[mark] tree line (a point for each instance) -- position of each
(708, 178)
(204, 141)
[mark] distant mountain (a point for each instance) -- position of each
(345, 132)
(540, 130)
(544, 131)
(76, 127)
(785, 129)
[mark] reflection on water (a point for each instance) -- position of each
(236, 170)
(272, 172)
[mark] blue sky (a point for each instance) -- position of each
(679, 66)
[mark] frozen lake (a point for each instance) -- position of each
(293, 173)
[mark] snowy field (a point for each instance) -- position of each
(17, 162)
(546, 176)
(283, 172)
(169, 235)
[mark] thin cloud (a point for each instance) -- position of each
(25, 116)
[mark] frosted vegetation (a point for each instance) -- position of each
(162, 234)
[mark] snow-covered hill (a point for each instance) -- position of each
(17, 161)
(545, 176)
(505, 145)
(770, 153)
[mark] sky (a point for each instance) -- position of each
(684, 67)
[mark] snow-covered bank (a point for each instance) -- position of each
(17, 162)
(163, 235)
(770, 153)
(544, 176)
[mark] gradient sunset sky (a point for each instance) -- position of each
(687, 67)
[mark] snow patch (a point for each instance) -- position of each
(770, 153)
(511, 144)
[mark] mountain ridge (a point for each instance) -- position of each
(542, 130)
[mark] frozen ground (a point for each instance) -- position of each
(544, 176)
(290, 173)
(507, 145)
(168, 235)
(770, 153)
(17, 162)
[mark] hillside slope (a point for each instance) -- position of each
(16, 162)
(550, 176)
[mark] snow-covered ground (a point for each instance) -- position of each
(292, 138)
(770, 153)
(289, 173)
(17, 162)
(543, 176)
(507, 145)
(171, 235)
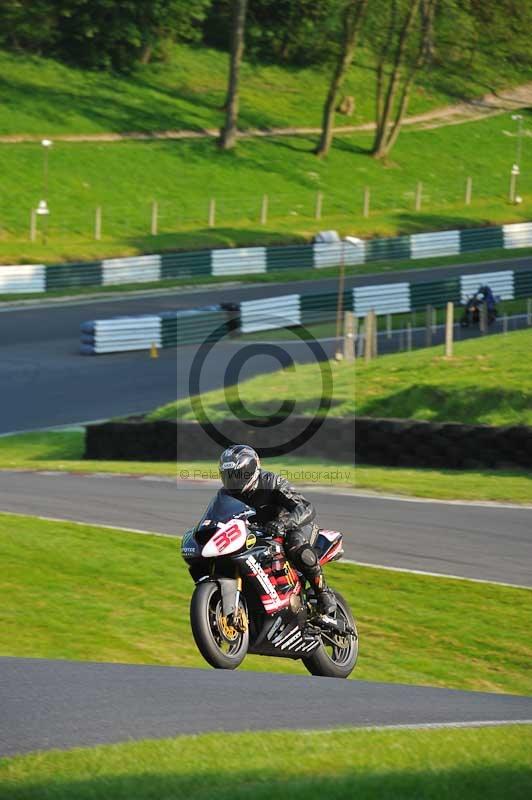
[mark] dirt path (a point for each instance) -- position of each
(466, 111)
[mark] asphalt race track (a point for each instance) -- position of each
(474, 541)
(45, 382)
(62, 704)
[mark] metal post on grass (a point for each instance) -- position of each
(98, 224)
(33, 225)
(419, 195)
(319, 205)
(367, 197)
(349, 336)
(212, 212)
(469, 191)
(264, 210)
(449, 330)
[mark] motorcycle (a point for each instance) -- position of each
(249, 599)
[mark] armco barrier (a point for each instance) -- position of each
(254, 260)
(385, 442)
(290, 310)
(168, 329)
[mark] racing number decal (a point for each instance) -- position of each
(227, 535)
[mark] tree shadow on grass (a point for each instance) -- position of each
(477, 783)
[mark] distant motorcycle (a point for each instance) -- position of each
(249, 599)
(473, 306)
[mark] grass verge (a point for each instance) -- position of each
(480, 764)
(82, 592)
(63, 451)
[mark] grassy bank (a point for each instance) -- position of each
(480, 764)
(64, 452)
(124, 178)
(80, 592)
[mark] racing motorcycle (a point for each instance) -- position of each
(249, 599)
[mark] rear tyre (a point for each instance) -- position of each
(219, 643)
(337, 656)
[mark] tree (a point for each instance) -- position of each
(405, 48)
(228, 133)
(353, 15)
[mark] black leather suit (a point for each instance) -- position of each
(274, 499)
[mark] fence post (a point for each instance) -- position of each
(366, 202)
(98, 224)
(428, 326)
(419, 194)
(33, 225)
(469, 190)
(319, 205)
(449, 330)
(212, 212)
(264, 210)
(349, 336)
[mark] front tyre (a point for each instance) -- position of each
(337, 655)
(220, 644)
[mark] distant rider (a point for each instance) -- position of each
(281, 510)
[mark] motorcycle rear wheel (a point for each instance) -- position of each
(206, 621)
(338, 659)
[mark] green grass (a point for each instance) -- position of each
(485, 382)
(477, 764)
(124, 178)
(82, 592)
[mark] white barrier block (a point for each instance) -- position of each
(519, 235)
(138, 269)
(442, 243)
(22, 278)
(330, 254)
(274, 312)
(240, 261)
(390, 298)
(500, 283)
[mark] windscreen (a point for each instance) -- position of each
(224, 507)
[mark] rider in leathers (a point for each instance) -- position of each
(281, 509)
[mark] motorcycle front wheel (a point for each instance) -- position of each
(337, 656)
(220, 644)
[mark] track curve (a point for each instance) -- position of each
(62, 704)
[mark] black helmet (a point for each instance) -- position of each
(239, 468)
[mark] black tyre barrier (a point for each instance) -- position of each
(383, 442)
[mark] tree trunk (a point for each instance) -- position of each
(228, 133)
(387, 132)
(353, 16)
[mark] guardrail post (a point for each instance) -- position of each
(419, 195)
(33, 225)
(98, 224)
(212, 212)
(264, 210)
(449, 330)
(483, 318)
(469, 191)
(428, 326)
(319, 205)
(365, 211)
(349, 336)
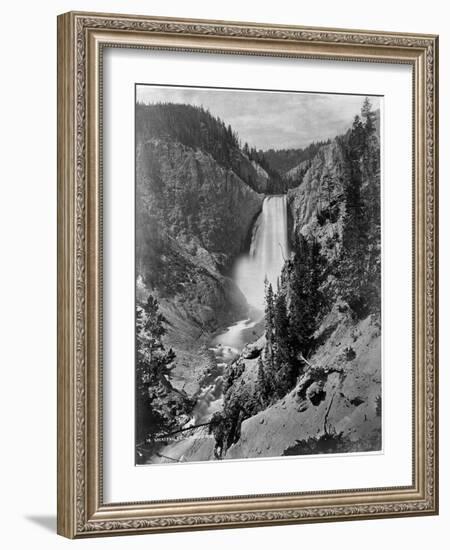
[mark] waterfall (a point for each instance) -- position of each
(268, 251)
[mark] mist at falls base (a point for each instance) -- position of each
(264, 261)
(267, 254)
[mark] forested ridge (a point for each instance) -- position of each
(201, 190)
(311, 283)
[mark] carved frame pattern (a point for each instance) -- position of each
(80, 510)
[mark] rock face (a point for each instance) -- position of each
(193, 217)
(316, 205)
(335, 405)
(335, 395)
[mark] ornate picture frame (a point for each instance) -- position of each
(82, 39)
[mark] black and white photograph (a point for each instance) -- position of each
(258, 274)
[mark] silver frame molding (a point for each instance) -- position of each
(81, 38)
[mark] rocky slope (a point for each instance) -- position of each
(335, 404)
(338, 394)
(193, 218)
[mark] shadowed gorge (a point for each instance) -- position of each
(257, 290)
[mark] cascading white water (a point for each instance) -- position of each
(268, 251)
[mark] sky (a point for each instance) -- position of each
(266, 120)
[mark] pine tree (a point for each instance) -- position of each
(153, 365)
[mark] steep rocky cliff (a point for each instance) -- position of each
(335, 404)
(193, 218)
(337, 398)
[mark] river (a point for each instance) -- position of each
(264, 261)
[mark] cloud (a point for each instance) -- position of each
(268, 119)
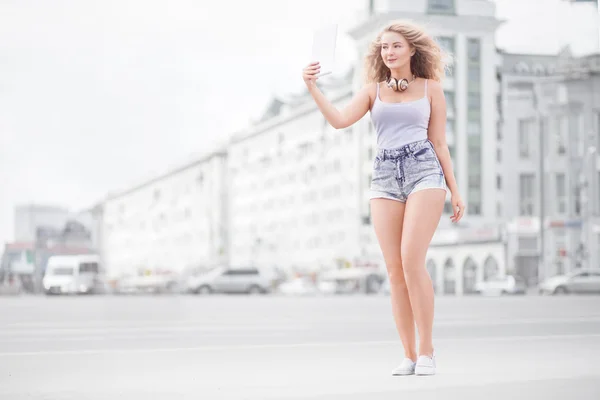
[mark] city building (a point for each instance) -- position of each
(31, 219)
(550, 129)
(459, 255)
(172, 223)
(294, 187)
(300, 188)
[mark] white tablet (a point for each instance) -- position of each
(323, 51)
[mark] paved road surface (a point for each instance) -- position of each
(239, 347)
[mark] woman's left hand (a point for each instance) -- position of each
(458, 208)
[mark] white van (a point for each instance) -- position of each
(72, 274)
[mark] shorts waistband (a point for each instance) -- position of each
(406, 150)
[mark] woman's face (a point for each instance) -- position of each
(395, 50)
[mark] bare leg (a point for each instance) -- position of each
(422, 216)
(388, 216)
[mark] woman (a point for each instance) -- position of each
(411, 173)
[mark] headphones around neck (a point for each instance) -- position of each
(398, 85)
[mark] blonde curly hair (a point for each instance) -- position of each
(429, 60)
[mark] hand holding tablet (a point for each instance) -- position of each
(323, 54)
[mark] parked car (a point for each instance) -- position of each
(501, 285)
(73, 274)
(231, 280)
(581, 281)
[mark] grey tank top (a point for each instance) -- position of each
(398, 124)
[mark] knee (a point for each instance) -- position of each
(411, 262)
(396, 275)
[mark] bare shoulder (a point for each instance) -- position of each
(434, 89)
(371, 90)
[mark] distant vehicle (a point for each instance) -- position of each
(73, 274)
(501, 285)
(353, 281)
(581, 281)
(230, 280)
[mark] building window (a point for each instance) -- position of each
(561, 193)
(526, 185)
(446, 43)
(474, 51)
(525, 134)
(562, 129)
(450, 131)
(450, 105)
(441, 7)
(447, 208)
(598, 131)
(474, 76)
(473, 107)
(473, 128)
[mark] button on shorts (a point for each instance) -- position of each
(399, 172)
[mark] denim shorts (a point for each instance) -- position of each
(399, 172)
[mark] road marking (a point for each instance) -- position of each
(112, 326)
(290, 346)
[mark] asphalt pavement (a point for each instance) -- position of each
(271, 347)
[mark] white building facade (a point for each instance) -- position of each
(30, 218)
(300, 188)
(294, 194)
(175, 222)
(551, 129)
(458, 255)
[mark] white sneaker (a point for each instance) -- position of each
(425, 365)
(407, 367)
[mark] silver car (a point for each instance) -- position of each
(582, 281)
(230, 280)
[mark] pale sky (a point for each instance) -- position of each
(96, 96)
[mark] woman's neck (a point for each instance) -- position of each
(402, 73)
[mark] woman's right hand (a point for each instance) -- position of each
(309, 73)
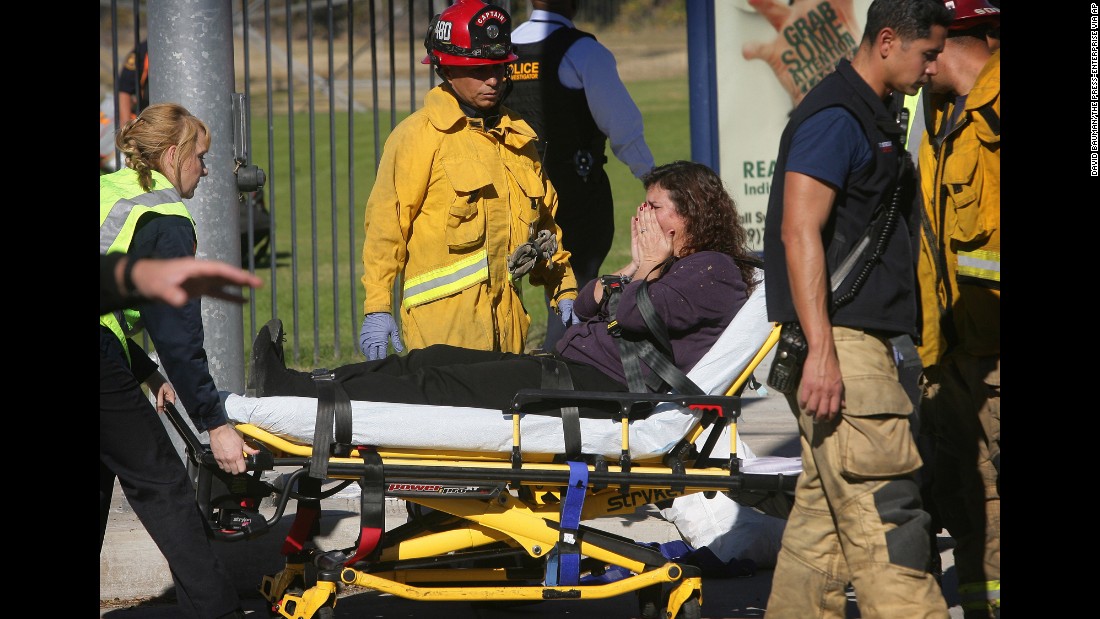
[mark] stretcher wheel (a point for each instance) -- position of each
(652, 603)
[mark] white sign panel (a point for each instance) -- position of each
(768, 55)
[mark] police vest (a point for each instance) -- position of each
(887, 301)
(559, 115)
(122, 202)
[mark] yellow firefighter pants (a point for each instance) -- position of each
(857, 514)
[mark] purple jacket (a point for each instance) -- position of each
(696, 298)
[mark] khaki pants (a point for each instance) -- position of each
(857, 514)
(961, 411)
☆ ☆ ☆ ☆ ☆ ☆ ☆
● Required action: Exactly the lines from the one containing "[mark] purple jacket" through the end of the records should be reproduced, and no others.

● Response to this task:
[mark] purple jacket (a point for each instance) -- position of each
(696, 298)
[mark] khaki pants (a point for each instance) -- position of each
(857, 514)
(961, 411)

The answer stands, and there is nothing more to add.